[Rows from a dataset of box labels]

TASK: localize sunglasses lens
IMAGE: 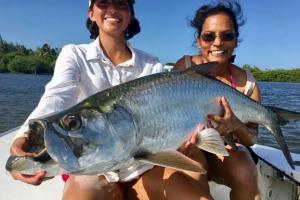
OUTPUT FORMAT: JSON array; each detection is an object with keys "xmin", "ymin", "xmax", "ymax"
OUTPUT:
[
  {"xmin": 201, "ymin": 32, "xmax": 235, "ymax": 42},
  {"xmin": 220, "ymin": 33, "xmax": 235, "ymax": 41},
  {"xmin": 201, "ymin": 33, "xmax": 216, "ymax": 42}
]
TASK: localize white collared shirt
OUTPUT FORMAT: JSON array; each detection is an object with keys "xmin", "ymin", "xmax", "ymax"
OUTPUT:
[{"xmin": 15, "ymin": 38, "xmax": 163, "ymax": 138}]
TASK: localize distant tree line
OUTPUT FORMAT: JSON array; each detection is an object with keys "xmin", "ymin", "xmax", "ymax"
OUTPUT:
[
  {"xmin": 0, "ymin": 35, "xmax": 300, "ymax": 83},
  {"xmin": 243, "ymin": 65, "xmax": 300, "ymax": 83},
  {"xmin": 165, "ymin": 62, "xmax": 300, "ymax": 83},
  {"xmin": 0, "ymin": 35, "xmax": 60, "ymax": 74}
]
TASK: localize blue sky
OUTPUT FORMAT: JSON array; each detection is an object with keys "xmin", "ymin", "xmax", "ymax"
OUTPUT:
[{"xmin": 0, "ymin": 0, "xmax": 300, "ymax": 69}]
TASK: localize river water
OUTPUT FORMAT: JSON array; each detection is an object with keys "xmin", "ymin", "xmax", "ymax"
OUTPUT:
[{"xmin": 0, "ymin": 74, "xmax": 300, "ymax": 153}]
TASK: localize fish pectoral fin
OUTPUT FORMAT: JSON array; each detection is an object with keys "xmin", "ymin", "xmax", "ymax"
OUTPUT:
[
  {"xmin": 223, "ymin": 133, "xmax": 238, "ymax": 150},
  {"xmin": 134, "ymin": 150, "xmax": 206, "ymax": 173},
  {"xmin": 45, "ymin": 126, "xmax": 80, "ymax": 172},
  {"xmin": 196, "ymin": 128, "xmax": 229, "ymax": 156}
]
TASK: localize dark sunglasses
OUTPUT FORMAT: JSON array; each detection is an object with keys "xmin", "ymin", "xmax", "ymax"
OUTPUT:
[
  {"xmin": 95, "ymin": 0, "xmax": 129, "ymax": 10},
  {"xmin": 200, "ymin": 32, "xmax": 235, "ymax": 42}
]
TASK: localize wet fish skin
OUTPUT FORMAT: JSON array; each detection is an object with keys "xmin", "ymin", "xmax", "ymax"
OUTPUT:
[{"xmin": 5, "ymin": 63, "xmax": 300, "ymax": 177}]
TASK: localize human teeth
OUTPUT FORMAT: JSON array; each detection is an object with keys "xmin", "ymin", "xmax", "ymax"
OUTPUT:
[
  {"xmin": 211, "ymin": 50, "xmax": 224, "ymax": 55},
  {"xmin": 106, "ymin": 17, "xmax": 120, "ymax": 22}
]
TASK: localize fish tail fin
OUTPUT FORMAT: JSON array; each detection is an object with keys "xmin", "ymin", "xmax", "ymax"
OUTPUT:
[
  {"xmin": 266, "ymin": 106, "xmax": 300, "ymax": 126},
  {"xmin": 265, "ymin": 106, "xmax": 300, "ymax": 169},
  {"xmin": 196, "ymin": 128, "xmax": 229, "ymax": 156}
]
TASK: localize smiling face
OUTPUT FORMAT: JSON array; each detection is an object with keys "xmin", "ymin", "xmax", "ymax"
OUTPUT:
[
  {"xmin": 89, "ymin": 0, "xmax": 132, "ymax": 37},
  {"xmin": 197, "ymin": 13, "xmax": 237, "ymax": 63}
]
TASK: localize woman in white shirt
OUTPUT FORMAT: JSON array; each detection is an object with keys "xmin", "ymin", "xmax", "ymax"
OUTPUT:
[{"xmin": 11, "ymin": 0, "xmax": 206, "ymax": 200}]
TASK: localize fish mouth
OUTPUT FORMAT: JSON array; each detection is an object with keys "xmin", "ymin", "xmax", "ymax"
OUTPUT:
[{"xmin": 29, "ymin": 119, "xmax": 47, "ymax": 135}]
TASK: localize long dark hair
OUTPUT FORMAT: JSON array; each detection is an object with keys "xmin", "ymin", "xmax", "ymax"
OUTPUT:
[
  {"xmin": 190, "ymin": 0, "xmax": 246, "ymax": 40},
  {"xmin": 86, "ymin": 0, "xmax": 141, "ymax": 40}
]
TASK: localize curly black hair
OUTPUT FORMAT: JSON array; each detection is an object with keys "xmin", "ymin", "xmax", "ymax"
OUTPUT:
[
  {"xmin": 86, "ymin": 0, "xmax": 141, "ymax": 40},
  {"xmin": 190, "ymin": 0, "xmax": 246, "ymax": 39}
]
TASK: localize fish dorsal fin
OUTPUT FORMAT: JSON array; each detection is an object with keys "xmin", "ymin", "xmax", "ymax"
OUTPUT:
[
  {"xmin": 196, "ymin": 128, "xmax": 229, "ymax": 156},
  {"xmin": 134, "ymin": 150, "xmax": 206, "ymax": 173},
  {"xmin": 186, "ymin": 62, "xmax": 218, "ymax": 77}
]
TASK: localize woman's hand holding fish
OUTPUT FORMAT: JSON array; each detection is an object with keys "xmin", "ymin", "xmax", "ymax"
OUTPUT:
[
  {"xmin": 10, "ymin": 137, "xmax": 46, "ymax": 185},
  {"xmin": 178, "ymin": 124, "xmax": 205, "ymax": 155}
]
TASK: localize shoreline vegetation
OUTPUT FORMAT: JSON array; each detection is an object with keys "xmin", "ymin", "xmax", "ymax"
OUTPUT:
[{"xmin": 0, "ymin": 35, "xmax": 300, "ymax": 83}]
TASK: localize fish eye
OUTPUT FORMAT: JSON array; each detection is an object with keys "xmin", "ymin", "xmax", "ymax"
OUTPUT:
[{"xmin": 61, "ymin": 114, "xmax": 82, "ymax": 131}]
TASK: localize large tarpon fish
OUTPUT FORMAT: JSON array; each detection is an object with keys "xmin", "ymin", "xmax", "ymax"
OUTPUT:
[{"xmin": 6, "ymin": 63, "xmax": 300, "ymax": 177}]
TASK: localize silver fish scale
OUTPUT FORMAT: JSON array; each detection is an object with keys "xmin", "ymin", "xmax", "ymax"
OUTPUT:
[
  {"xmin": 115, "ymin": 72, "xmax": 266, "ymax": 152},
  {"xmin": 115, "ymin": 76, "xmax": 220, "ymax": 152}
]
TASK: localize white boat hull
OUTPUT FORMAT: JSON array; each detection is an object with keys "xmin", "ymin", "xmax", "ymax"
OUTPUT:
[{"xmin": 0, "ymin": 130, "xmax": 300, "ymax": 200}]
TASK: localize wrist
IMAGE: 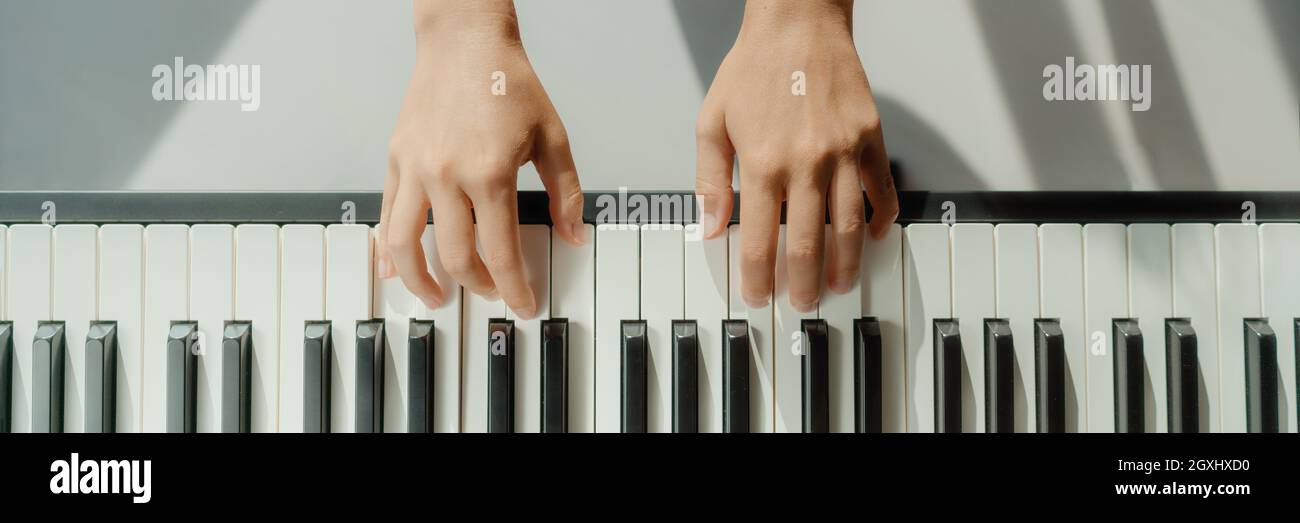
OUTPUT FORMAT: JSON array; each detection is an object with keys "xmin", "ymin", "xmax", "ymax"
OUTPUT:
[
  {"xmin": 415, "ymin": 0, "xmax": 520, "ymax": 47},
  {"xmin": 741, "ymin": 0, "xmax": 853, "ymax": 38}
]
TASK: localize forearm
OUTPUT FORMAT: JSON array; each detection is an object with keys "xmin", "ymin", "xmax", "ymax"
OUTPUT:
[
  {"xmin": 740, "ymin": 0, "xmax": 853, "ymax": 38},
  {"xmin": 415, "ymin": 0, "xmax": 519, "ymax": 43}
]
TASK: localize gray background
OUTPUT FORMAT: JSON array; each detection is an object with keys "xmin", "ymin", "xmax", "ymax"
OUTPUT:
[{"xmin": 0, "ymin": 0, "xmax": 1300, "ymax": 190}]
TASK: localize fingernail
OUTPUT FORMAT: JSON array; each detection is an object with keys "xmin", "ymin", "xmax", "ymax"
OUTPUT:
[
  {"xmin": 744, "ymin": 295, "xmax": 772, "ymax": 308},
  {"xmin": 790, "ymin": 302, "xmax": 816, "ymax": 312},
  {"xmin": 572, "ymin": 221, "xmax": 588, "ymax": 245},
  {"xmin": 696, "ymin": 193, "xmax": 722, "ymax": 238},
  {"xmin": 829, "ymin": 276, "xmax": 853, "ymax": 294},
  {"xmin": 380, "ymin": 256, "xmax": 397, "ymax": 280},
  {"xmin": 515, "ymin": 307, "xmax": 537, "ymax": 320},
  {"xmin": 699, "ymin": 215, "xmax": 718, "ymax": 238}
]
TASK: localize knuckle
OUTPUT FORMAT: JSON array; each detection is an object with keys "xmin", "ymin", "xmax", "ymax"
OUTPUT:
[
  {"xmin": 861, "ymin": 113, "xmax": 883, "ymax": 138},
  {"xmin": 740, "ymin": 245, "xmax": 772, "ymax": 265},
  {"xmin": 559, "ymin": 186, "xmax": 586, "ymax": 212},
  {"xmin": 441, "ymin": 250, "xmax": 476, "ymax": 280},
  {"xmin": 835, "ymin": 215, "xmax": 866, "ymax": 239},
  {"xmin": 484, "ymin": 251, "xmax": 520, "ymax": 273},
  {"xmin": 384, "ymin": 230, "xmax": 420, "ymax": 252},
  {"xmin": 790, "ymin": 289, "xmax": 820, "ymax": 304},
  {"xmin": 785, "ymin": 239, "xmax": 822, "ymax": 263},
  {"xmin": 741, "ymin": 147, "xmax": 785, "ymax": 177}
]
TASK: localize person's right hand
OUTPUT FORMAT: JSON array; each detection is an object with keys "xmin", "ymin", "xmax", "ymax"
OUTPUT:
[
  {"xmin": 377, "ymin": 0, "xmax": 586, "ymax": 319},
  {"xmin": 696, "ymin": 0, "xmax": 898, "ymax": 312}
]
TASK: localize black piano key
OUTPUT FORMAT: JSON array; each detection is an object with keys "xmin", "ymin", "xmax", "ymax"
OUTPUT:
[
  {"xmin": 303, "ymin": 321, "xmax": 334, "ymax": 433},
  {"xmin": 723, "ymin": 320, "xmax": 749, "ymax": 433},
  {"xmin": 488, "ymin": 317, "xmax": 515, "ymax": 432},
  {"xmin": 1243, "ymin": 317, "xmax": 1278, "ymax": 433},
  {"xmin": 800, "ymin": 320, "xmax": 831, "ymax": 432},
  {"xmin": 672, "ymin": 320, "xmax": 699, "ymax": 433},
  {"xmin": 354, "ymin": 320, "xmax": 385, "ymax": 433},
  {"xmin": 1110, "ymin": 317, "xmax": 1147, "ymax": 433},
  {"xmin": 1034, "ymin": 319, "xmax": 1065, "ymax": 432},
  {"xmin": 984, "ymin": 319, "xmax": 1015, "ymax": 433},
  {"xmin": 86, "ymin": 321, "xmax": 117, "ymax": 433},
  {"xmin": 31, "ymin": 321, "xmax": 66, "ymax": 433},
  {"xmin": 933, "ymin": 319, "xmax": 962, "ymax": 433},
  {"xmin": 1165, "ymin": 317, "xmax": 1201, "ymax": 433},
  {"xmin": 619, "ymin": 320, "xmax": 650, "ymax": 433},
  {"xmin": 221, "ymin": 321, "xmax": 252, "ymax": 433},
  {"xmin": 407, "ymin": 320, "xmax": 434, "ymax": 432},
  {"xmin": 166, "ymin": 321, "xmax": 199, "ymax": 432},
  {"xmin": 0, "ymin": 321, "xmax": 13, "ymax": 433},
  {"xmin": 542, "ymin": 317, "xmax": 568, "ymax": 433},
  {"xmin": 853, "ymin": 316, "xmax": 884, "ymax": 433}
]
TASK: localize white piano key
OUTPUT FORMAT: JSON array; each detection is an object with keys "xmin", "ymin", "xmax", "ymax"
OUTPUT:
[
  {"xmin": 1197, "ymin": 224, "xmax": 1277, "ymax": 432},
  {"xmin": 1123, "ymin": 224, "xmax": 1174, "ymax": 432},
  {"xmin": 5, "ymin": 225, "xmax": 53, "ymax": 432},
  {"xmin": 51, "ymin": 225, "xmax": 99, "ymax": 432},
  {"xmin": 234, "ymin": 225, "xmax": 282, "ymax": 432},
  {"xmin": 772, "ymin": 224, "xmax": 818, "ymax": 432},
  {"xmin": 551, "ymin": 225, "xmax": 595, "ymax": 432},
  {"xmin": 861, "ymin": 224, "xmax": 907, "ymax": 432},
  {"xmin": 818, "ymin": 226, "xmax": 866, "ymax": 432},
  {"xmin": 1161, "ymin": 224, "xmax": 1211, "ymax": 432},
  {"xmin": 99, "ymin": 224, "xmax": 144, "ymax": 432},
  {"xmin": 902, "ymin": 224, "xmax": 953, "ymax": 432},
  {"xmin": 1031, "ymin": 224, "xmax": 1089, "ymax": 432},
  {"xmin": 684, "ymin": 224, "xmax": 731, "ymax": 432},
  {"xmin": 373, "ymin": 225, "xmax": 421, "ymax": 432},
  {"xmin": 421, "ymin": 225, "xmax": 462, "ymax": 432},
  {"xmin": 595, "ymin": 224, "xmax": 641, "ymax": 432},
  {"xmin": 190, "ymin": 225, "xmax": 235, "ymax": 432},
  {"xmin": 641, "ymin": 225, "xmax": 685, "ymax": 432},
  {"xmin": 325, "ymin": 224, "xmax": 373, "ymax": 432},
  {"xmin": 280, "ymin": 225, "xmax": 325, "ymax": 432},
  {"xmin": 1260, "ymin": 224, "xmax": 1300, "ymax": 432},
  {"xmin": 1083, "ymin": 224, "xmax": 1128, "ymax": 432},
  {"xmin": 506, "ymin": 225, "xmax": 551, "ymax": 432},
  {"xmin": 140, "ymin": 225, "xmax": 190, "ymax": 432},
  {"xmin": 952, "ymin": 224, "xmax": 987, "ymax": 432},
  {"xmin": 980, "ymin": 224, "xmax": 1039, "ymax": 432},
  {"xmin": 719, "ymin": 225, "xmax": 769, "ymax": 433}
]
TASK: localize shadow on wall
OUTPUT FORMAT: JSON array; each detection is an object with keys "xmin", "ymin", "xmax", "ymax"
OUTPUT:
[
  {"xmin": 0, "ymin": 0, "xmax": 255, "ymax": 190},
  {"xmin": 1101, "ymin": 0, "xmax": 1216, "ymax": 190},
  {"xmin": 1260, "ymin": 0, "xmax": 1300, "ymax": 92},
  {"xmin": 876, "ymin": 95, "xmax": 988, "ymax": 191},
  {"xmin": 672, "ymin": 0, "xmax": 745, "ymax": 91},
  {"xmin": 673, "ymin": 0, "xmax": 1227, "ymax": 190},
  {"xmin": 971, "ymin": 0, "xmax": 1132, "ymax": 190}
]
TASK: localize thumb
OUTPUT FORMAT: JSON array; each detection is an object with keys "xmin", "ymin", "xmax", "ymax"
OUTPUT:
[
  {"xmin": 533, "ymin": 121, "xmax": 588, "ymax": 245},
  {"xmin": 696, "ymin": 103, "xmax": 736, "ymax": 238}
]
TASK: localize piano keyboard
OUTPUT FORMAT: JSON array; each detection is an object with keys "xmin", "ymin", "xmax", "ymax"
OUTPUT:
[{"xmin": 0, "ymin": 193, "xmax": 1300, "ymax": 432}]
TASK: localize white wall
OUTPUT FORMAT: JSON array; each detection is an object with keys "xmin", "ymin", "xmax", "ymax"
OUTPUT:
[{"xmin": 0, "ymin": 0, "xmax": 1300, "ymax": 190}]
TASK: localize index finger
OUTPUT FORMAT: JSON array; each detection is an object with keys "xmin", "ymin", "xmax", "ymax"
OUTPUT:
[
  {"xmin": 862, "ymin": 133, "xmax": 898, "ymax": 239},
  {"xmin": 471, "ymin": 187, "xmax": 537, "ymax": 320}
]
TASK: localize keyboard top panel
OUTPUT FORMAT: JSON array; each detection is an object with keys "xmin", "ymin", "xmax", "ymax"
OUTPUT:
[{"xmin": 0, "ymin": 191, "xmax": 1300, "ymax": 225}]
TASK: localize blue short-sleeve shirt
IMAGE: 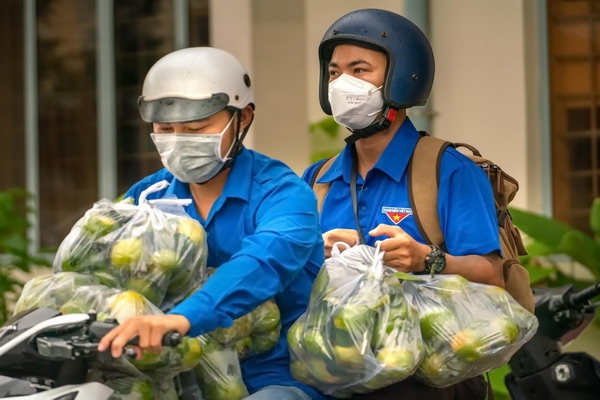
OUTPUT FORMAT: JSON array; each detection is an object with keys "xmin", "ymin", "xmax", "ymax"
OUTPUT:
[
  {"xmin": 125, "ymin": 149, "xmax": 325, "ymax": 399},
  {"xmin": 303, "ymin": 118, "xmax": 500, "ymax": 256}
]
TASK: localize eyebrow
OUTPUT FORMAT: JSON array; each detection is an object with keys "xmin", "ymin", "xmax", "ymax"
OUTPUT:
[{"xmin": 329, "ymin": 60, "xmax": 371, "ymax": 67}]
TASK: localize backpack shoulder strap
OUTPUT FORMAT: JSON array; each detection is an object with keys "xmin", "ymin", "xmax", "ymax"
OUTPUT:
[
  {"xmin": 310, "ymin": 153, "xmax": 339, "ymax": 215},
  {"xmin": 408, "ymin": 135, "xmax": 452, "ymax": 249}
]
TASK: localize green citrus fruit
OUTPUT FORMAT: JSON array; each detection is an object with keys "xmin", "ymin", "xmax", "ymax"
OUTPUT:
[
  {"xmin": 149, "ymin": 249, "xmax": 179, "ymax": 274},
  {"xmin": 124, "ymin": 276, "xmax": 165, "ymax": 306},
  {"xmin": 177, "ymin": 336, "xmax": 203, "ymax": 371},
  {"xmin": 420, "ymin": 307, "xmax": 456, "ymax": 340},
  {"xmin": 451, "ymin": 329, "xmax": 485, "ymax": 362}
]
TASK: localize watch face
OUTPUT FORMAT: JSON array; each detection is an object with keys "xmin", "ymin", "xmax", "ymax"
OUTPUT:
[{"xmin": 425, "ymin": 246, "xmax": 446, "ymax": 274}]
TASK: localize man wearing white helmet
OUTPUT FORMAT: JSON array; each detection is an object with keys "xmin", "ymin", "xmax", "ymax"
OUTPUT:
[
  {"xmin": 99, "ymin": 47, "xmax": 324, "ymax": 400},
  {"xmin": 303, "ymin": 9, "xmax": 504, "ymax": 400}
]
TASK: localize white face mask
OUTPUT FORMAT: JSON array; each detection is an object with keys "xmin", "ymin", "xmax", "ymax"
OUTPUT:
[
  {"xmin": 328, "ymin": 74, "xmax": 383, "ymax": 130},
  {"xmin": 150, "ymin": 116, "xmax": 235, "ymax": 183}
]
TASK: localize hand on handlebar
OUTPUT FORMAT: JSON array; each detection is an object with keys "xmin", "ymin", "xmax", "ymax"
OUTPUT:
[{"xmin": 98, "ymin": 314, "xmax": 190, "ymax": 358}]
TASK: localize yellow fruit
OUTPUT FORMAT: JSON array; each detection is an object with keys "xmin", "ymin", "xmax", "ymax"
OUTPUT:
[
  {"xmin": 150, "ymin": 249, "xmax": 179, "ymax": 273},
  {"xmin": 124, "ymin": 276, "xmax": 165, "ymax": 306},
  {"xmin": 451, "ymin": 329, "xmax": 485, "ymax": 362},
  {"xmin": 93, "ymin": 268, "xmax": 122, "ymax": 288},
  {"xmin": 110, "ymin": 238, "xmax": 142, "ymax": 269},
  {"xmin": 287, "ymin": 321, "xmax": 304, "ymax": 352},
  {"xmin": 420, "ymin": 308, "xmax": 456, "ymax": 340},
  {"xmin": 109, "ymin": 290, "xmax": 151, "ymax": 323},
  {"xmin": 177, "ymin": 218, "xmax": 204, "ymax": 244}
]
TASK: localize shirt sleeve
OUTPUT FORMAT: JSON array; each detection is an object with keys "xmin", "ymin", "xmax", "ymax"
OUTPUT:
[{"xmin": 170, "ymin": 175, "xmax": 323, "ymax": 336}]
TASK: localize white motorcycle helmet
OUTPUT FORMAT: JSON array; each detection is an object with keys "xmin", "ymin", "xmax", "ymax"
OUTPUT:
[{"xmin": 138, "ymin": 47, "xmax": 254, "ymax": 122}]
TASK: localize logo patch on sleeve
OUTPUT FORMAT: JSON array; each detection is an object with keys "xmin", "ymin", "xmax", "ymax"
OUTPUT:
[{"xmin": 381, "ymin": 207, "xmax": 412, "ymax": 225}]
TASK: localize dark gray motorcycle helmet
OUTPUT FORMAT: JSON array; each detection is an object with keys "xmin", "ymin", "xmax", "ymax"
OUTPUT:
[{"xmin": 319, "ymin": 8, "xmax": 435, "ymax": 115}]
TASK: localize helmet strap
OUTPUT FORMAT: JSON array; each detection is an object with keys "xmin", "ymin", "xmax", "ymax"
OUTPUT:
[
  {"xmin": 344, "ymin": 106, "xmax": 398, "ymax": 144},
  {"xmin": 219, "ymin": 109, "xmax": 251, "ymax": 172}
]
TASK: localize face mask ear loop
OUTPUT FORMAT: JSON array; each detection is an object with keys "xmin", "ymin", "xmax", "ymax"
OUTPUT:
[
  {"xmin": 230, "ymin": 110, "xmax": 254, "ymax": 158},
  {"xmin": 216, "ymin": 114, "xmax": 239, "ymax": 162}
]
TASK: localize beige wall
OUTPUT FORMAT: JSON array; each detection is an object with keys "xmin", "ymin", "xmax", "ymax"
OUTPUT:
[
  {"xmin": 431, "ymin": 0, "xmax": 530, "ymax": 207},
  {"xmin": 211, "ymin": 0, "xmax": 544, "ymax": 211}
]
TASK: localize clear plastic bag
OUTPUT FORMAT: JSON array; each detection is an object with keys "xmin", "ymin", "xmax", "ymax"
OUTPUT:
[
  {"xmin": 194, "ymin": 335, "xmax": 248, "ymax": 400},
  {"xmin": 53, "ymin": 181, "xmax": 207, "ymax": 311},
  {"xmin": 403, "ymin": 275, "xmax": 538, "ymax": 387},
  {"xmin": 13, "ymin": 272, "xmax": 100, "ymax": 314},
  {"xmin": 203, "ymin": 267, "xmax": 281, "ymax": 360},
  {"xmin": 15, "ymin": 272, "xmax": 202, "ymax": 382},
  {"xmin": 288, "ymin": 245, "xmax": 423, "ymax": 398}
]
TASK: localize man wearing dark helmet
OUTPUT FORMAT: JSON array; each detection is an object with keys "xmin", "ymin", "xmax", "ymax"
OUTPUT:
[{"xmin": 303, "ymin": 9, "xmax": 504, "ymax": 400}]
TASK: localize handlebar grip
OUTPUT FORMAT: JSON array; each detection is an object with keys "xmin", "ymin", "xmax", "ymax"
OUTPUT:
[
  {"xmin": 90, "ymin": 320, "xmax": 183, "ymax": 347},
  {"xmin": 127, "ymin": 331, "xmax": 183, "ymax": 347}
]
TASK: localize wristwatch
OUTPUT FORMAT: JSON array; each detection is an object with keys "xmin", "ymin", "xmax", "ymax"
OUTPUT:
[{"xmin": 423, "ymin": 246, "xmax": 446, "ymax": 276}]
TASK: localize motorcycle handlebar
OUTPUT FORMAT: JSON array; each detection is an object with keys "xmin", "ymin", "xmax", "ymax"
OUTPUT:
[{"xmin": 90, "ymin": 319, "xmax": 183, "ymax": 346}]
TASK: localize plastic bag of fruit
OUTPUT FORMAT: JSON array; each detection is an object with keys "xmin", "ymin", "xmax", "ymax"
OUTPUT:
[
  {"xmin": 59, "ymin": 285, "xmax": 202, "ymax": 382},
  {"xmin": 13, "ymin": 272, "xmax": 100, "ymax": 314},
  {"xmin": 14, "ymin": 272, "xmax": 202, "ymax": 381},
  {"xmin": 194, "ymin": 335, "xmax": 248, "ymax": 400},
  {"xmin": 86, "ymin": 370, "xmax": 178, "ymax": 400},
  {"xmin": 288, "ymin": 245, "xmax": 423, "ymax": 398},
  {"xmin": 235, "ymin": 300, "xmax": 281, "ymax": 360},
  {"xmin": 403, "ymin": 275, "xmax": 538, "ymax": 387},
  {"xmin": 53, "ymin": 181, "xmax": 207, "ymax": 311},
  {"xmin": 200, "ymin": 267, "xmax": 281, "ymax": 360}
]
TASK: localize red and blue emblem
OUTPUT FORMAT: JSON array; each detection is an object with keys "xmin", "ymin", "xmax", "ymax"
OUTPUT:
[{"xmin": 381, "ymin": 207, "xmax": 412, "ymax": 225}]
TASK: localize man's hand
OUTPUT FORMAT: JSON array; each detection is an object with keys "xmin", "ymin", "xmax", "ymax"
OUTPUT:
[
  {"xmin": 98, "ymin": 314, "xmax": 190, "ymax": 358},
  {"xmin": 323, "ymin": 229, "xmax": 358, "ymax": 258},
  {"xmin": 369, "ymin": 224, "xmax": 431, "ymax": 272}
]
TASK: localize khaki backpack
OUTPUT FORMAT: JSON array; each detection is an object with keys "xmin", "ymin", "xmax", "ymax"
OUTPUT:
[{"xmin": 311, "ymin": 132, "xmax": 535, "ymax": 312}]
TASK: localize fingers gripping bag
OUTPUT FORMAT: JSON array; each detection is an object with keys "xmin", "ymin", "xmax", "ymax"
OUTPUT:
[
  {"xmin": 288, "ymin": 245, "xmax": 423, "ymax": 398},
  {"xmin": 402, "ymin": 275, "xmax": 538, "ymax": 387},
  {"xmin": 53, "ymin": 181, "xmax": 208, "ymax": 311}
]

* [Aim] Pick out every line in the listing above that contains the string "sleeve", and copy each one.

* [Exercise response]
TASK: localize blue short-sleeve shirt
TASK: localize shirt sleeve
TASK: localize logo patch on sleeve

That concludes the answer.